▸ **EXERCISE DETAILS**:
Each entry must be reproduced precisely as it stands.

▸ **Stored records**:
++++++++++++++++++++
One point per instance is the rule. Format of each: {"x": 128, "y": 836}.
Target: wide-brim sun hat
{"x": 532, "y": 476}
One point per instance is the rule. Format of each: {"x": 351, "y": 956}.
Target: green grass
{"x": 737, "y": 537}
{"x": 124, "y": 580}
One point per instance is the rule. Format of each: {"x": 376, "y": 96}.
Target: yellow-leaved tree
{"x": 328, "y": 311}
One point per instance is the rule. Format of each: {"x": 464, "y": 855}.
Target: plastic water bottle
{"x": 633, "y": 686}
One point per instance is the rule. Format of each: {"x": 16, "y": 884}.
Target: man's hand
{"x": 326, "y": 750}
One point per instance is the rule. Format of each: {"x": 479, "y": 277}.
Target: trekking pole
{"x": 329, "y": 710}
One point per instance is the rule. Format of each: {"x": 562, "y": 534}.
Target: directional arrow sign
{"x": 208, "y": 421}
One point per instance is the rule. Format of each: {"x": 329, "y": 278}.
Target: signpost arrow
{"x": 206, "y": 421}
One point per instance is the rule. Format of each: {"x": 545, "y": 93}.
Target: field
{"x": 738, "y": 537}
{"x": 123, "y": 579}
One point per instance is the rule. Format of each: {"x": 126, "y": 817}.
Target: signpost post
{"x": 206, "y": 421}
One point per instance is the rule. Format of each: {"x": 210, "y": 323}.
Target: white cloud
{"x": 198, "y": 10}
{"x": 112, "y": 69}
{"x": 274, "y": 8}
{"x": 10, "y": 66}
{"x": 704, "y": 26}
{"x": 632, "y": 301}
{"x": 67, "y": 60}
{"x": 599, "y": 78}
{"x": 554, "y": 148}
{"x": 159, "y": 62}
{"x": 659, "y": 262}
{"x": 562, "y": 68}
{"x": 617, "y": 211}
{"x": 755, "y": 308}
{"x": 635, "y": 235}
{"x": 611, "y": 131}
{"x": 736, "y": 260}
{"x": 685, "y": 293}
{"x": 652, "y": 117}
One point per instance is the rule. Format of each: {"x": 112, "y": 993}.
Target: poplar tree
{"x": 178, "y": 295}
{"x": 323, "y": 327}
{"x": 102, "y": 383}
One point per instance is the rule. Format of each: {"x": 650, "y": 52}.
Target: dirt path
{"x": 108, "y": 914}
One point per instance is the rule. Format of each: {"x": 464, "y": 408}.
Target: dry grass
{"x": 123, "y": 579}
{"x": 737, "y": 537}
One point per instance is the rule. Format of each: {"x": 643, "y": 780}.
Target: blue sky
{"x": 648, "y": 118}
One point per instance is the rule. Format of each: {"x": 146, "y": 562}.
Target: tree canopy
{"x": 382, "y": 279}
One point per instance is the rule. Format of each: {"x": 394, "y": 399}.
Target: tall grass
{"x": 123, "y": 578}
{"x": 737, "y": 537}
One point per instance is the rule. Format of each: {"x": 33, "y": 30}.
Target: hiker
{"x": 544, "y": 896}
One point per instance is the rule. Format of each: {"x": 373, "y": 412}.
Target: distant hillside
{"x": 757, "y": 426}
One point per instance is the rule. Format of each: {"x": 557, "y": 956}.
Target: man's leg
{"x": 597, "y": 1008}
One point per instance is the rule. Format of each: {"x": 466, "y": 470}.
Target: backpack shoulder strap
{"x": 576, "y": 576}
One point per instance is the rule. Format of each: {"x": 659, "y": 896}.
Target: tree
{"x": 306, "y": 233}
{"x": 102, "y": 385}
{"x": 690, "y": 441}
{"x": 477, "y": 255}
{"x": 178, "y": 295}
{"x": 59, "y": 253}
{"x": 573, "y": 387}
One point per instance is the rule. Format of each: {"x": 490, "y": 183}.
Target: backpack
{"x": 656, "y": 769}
++++++++++++++++++++
▸ **SOLUTION TO THIS PROBLEM**:
One point per instance is the rule. Format of each: {"x": 128, "y": 836}.
Target: wide-brim sun hat
{"x": 532, "y": 476}
One point per instance is the rule. Format of each: {"x": 351, "y": 956}.
Target: green grass
{"x": 737, "y": 537}
{"x": 124, "y": 580}
One point per instance is the rule. Format of each: {"x": 376, "y": 96}.
Target: yellow-leaved tree
{"x": 328, "y": 311}
One point per instance is the rule. Format of each: {"x": 464, "y": 855}.
Target: plastic water bottle
{"x": 633, "y": 686}
One point per instance is the rule. Format of each: {"x": 16, "y": 884}.
Target: man's hand
{"x": 326, "y": 750}
One point per instance is the rule. Format of each: {"x": 479, "y": 277}.
Target: trekking pole
{"x": 329, "y": 710}
One point per instance is the rule. Format of each: {"x": 562, "y": 534}.
Target: directional arrow sign
{"x": 208, "y": 421}
One point per instance is the rule. Format of each: {"x": 329, "y": 278}.
Target: signpost arrow
{"x": 206, "y": 421}
One point per instance is the rule. Format of each: {"x": 545, "y": 93}.
Target: field
{"x": 738, "y": 537}
{"x": 123, "y": 579}
One point per instance is the rule. Format of each: {"x": 126, "y": 817}.
Target: signpost post
{"x": 206, "y": 421}
One point per instance is the rule. Format of each: {"x": 210, "y": 323}.
Target: white cloud
{"x": 198, "y": 10}
{"x": 112, "y": 69}
{"x": 274, "y": 8}
{"x": 10, "y": 66}
{"x": 704, "y": 26}
{"x": 632, "y": 301}
{"x": 67, "y": 60}
{"x": 599, "y": 78}
{"x": 554, "y": 148}
{"x": 159, "y": 62}
{"x": 659, "y": 262}
{"x": 562, "y": 68}
{"x": 617, "y": 211}
{"x": 755, "y": 308}
{"x": 635, "y": 235}
{"x": 611, "y": 131}
{"x": 736, "y": 260}
{"x": 685, "y": 293}
{"x": 652, "y": 117}
One point per instance is the rule. Format of each: {"x": 112, "y": 993}.
Target: poplar tree
{"x": 178, "y": 295}
{"x": 323, "y": 327}
{"x": 102, "y": 383}
One point per instance is the rule. Format of each: {"x": 650, "y": 52}.
Target: dirt path
{"x": 108, "y": 914}
One point per instance is the rule. Format of each: {"x": 464, "y": 408}.
Target: dry grass
{"x": 123, "y": 579}
{"x": 737, "y": 537}
One point per instance is the rule. Format of each: {"x": 643, "y": 780}.
Target: blue sky
{"x": 648, "y": 118}
One point per instance is the rule. Format of each: {"x": 146, "y": 562}.
Target: tree canopy
{"x": 382, "y": 279}
One point per instance is the rule. Format of each: {"x": 394, "y": 399}.
Target: tall grass
{"x": 123, "y": 578}
{"x": 737, "y": 537}
One point per instance is the rule. Format of each: {"x": 33, "y": 30}.
Target: hiker
{"x": 544, "y": 896}
One point per instance is the rule. Format of each: {"x": 373, "y": 412}.
Target: distant hillside
{"x": 757, "y": 426}
One point per instance is the rule. Format of each: {"x": 557, "y": 956}.
Target: man's leg
{"x": 597, "y": 1008}
One point per instance is the rule. Format of each: {"x": 466, "y": 470}.
Target: backpack shoulder strap
{"x": 576, "y": 576}
One point per instance is the rule. Format of each: {"x": 659, "y": 896}.
Target: tree
{"x": 306, "y": 233}
{"x": 102, "y": 385}
{"x": 690, "y": 441}
{"x": 477, "y": 255}
{"x": 178, "y": 295}
{"x": 59, "y": 253}
{"x": 573, "y": 387}
One point per instance is the rule. Format of each: {"x": 490, "y": 183}.
Target: backpack
{"x": 656, "y": 769}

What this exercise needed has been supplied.